** Begin Source document **
The idea of turning the EU into a more credible security provider has gained further relevance in view of two recent developments. First, the result of the EU referendum in the UK means that one of the most persistent critics of EU defence cooperation – and the Union’s biggest military spender – seems destined to leave the club. Second, the future of Europe’s primary security provider, NATO, has become more uncertain due to Donald Trump’s victory in the US presidential election. All of this will impact the preferences of the member states as to the extent to which they want the EU to do more on defence matters.
Currently, the EU’s agenda in the area of security and defence consists of three main elements. The first covers the reform proposals adopted by the Foreign Affairs Council in November 2016 as part of the implementation of the EUGS in the area of security and defence2. The second builds on the
European Commission’s Defence Action Plan, which puts forward measures to strengthen Europe’s defence industry3. The third aims at improving cooperation between the EU and NATO and is underpinned by a joint declaration signed by the two at the Warsaw summit in July 2016.4
In this paper, we explore the dynamics in the EU’s security and defence policy and evaluate whether the current plans introduce significant changes to existing practices and policies. Our analysis concludes that despite the challenging security environment and the recent political developments, EU defence cooperation continues to progress very slowly. This reflects the fact that there is still a wide variety of views within the EU when it comes to the role of the Union in security and defence matters. Irrespective of the projected UK exit, sovereignty concerns and sensitivities related to the relationship between the EU and NATO in particular remain major hurdles on the way towards a more ‘EUropean’ security and defence policy. As a consequence, the bundle of measures currently on the table is largely a readjustment and repackaging of existing policies rather than a conceptual overhaul.
** End Source document **
** Begin Input rows **
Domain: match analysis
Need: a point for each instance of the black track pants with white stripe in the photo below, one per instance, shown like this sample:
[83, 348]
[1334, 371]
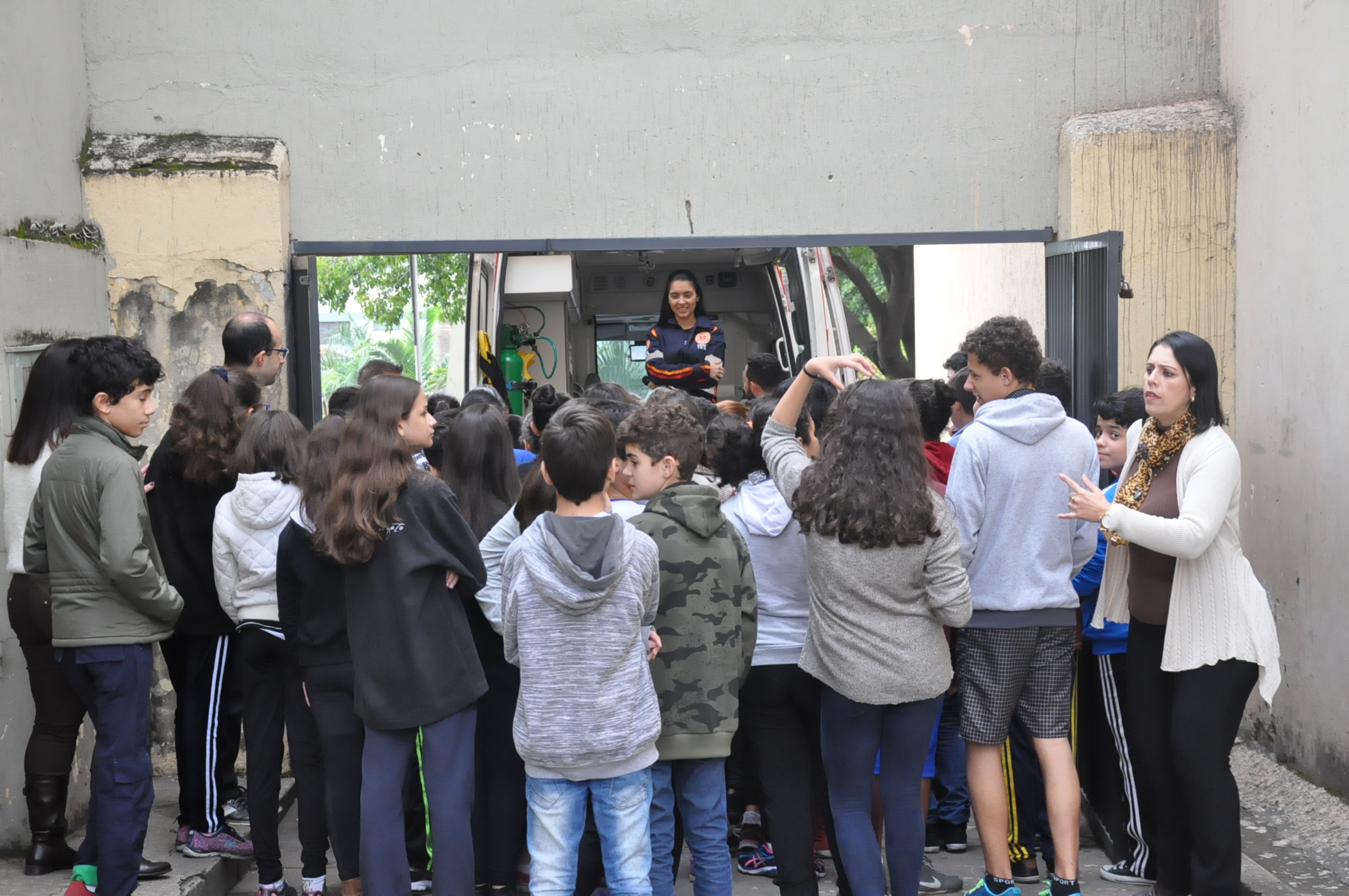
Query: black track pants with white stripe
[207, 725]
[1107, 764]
** End Input rows **
** Begin Input rows **
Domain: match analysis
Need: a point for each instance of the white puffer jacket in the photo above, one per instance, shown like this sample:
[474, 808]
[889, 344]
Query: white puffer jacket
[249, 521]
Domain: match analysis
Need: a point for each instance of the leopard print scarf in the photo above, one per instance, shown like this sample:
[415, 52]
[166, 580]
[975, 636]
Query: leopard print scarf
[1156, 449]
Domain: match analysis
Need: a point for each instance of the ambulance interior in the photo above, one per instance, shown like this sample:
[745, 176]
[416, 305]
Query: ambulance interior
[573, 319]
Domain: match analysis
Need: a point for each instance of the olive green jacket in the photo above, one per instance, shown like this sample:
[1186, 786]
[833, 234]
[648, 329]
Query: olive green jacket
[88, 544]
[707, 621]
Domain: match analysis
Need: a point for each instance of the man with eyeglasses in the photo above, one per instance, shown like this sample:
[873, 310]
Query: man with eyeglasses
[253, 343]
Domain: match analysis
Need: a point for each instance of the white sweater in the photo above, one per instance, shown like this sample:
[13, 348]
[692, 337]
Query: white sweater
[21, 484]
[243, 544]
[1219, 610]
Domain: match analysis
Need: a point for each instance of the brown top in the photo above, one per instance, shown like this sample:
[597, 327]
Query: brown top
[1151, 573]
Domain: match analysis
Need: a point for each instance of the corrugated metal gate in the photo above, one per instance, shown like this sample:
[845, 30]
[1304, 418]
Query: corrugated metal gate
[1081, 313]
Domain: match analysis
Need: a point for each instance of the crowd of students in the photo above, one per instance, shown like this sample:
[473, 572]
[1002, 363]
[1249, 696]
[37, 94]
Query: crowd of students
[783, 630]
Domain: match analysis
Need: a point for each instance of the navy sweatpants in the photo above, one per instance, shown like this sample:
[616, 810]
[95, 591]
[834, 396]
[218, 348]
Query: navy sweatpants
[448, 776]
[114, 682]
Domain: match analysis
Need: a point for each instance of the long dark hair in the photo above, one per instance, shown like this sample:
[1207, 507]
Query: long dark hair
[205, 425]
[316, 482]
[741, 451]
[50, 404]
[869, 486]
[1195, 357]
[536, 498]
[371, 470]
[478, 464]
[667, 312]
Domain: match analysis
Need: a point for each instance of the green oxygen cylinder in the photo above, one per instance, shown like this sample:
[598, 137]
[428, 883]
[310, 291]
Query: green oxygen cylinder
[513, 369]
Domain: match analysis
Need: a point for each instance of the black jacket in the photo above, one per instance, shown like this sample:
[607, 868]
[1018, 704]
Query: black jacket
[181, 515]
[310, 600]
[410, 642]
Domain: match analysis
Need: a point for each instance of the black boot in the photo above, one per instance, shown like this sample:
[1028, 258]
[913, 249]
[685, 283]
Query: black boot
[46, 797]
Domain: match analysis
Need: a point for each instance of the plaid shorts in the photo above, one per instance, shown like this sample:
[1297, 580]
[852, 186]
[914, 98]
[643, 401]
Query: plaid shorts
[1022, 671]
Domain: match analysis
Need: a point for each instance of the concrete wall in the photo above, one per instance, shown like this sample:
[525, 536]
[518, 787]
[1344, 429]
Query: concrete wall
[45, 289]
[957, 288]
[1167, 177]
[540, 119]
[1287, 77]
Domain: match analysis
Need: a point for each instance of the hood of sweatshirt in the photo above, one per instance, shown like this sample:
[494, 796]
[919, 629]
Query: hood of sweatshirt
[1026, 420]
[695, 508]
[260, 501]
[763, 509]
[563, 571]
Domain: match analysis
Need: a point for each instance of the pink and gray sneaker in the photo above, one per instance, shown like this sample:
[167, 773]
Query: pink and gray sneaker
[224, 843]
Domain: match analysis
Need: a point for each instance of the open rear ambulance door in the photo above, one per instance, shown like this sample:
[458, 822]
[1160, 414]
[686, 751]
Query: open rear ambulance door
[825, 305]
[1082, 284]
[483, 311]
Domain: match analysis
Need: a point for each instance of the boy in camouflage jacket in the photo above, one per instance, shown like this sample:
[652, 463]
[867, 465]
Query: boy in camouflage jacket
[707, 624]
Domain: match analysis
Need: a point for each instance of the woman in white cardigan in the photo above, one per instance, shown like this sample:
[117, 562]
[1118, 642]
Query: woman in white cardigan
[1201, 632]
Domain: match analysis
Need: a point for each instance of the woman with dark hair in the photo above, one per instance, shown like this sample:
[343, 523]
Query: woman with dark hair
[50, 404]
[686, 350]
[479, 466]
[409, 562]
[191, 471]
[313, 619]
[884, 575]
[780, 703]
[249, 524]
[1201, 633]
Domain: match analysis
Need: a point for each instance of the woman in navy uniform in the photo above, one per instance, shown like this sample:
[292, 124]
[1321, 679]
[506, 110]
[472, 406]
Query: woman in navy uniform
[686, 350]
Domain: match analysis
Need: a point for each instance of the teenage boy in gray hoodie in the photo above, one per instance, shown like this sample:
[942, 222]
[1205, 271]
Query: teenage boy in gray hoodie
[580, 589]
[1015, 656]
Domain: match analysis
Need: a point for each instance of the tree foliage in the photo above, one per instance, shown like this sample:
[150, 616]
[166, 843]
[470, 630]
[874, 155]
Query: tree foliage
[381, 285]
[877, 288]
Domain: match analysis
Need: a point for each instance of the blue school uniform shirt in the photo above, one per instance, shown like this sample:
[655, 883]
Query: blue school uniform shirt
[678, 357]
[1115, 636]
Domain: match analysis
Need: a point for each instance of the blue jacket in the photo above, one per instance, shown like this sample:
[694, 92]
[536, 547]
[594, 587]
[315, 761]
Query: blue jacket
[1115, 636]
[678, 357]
** End Input rows **
■ Task instructions
(A) Rewrite the EU defence text from "The idea of" up to and including "on defence matters.", swapping "referendum" for "vote".
(B) Find each line of the records that contains the word "white", and copy those lines.
The records have no connection to the text.

■ Results by task
(A)
The idea of turning the EU into a more credible security provider has gained further relevance in view of two recent developments. First, the result of the EU vote in the UK means that one of the most persistent critics of EU defence cooperation – and the Union’s biggest military spender – seems destined to leave the club. Second, the future of Europe’s primary security provider, NATO, has become more uncertain due to Donald Trump’s victory in the US presidential election. All of this will impact the preferences of the member states as to the extent to which they want the EU to do more on defence matters.

(B)
Need: a point for each instance of the black track pants with white stripe in the photo below, one per instance, shown like this sample:
Query: black track pants with white stripe
Need: a point for each instance of the white puffer jacket in the photo above, one per instance, shown like this sample:
Query: white puffer jacket
Need: a point for each instance of the white sweater in the photo above, one per instance, shown like this sample:
Query: white sweater
Need: a point for each instance of the woman in white cardigan in the photo above, one per instance, shown like this sample:
Query: woman in white cardigan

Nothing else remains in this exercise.